** BEGIN Records supplied **

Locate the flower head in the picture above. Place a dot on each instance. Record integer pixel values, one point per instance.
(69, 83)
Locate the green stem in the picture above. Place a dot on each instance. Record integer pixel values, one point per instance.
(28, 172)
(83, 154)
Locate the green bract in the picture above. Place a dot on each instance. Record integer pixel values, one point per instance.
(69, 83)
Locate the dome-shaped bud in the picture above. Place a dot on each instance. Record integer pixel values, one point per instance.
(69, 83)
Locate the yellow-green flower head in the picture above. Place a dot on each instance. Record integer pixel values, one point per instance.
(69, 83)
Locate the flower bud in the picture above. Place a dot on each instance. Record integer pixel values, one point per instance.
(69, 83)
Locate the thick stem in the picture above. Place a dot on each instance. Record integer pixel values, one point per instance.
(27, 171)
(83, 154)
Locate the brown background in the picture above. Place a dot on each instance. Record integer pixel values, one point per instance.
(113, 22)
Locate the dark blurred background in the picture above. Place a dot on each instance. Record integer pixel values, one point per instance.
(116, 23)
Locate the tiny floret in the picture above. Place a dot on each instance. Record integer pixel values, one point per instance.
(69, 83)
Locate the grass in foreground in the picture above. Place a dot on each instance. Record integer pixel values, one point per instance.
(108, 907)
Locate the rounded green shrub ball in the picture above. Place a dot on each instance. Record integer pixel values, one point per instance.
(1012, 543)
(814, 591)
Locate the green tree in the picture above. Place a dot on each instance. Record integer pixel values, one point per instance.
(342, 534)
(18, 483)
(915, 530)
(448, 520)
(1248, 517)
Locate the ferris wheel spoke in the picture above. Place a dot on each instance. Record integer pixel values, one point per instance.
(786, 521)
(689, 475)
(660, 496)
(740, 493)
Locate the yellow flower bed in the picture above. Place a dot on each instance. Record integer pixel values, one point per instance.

** END Records supplied **

__Brief__
Return each line of the data exactly as written above.

__Worked solution__
Locate the flower head in the picture above. Place a dot on each instance. Record integer pixel values, one point per instance.
(69, 83)
Locate the green stem in the picture above. Place a dot on each instance. Record integer pixel values, one point per instance.
(28, 172)
(83, 154)
Locate the green bract in the picture above. Place a dot on each instance. Record integer pixel values, one point per instance.
(69, 83)
Locate the dome-shaped bud in the picture above. Place a dot on each instance. Record integer pixel values, one point per instance.
(69, 83)
Locate the yellow-green flower head in the picture above. Place a dot on each instance. Record integer pixel values, one point per instance.
(69, 83)
Locate the flower bud in the picture above. Place a dot on each instance. Record integer pixel values, one point per instance.
(69, 83)
Locate the thick stem in the picture above. Place a dot on each instance. Record integer pixel values, one point per instance.
(27, 171)
(83, 154)
Locate the brown background in the picture above. Place a dot on each instance. Record integer pixel values, one point per instance.
(113, 22)
Locate the dark blurred background in the picture above. Place a dot on each instance. Record integer pixel values, one point per instance.
(116, 23)
Locate the tiny floret in the picture above. Place a dot on each instance. Record integer pixel values, one point per instance.
(69, 83)
Locate the grass in foreground in the picture above. Place a dot on each instance. Record integer pixel values, one point per instance.
(108, 907)
Locate the rounded green shrub ball in the picture above. Place a dot on each instance. Record integer pixel values, one point per instance.
(1012, 543)
(814, 591)
Locate the green tree in the picture above. Place a dot on each instance. Record integer pixel values, one point per instance.
(342, 534)
(18, 483)
(915, 530)
(448, 520)
(1248, 517)
Locate the ferris wheel spoke in the picture above. Place a dot on each instance. Record integer pixel values, one point per instance.
(786, 521)
(689, 475)
(660, 496)
(740, 493)
Locate the yellow flower bed in the picture above. Place a dot on each instance. Record integer pixel values, one point per instance.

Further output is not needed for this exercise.